● **PROBLEM STATEMENT**
Render the entries below as a JSON list of strings, one string per line and no blank lines, covering only the span from the line containing "Please pin the balcony" through the end of the entries. Leave the pictures out.

● **EXCERPTED DATA**
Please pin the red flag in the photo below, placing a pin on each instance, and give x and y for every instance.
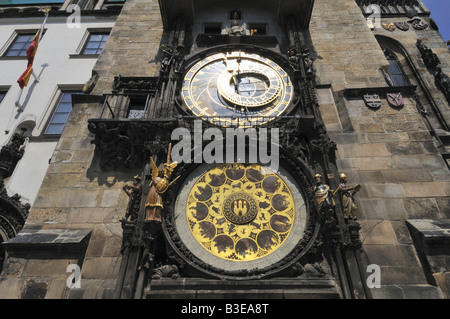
(31, 52)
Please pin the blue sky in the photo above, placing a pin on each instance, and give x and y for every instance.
(440, 12)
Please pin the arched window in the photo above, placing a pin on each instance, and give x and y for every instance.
(395, 70)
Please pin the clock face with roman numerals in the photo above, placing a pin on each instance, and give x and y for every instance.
(237, 89)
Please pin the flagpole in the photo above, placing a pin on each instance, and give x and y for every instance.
(46, 10)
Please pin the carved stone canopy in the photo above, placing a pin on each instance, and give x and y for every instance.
(171, 9)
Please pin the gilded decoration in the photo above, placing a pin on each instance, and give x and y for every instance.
(240, 213)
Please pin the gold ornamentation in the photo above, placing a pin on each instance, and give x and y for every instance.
(240, 212)
(238, 89)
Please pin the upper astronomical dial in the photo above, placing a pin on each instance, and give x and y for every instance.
(237, 85)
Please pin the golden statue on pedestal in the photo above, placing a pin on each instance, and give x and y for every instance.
(158, 186)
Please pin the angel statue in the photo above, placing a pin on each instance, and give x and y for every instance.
(347, 193)
(158, 186)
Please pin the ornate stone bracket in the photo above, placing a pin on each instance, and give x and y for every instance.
(432, 62)
(122, 145)
(11, 154)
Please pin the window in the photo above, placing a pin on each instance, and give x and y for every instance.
(95, 43)
(213, 28)
(395, 70)
(2, 95)
(20, 44)
(138, 106)
(257, 29)
(61, 114)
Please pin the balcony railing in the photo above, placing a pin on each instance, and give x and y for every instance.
(143, 106)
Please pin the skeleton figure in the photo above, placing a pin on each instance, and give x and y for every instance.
(134, 193)
(348, 203)
(324, 199)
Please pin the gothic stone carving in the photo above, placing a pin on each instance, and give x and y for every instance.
(11, 154)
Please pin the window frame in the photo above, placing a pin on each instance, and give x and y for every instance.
(55, 103)
(12, 40)
(391, 56)
(257, 26)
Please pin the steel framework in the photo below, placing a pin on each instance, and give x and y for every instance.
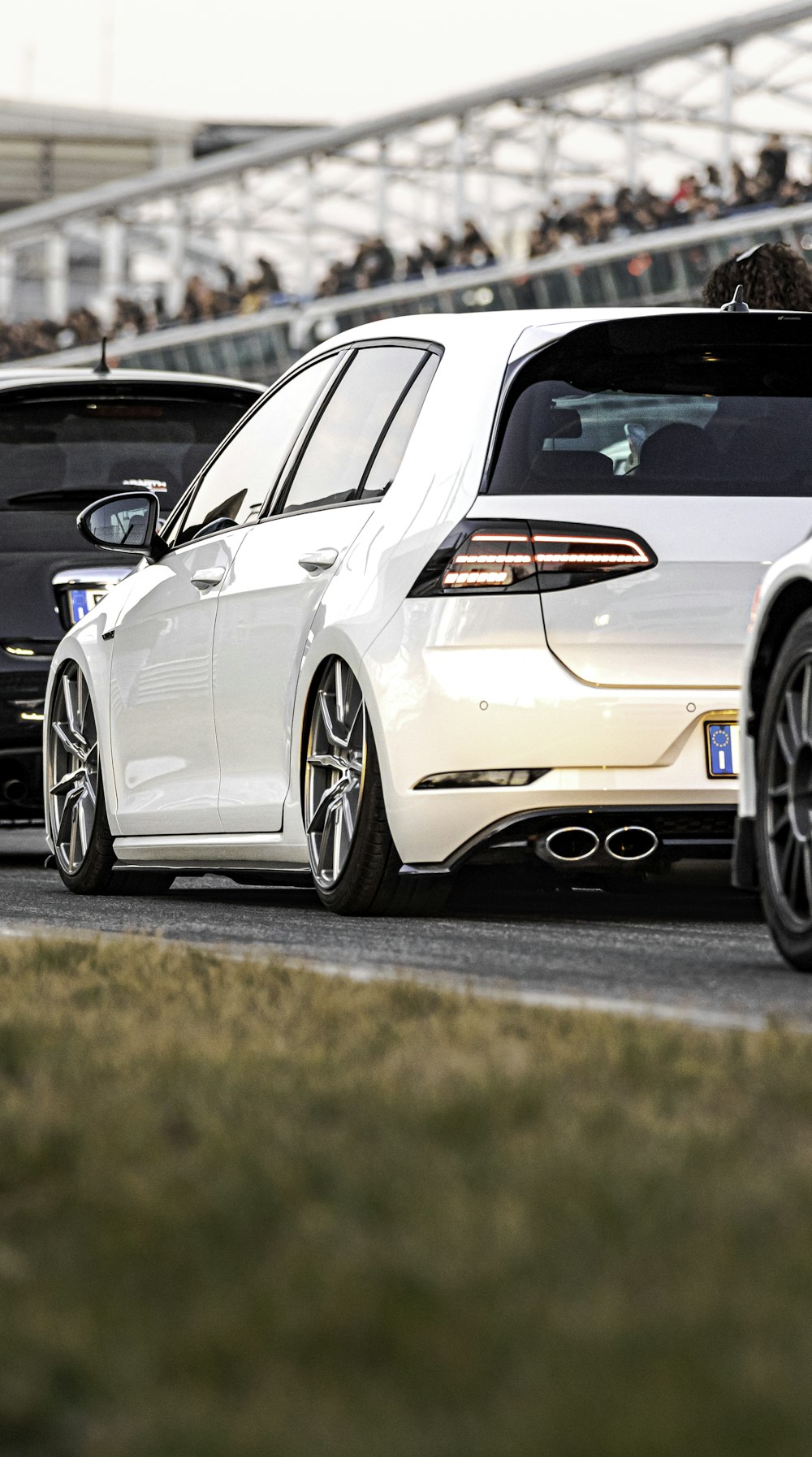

● **SOLVED EXERCISE**
[
  "Please pin the balcony railing in the photo above, placing a pin on each instance, and give x and y for every instance.",
  "(143, 106)",
  "Please pin the skeleton figure in the photo above, placing a pin on each instance, and give x and y for every instance.",
  "(134, 193)",
  "(348, 203)",
  "(324, 199)",
  "Please pin the gothic stone carving in the photo above, placing a pin on each instance, and give x and y for every instance.",
  "(11, 154)",
  "Please pin the window frame in the photo above, placing a pin on each instance, and give x and y for every instance.",
  "(55, 103)",
  "(12, 40)",
  "(391, 56)",
  "(257, 26)",
  "Please pin the steel framework in the photo below, placing a pin on each instance, and give x and y for every instance."
]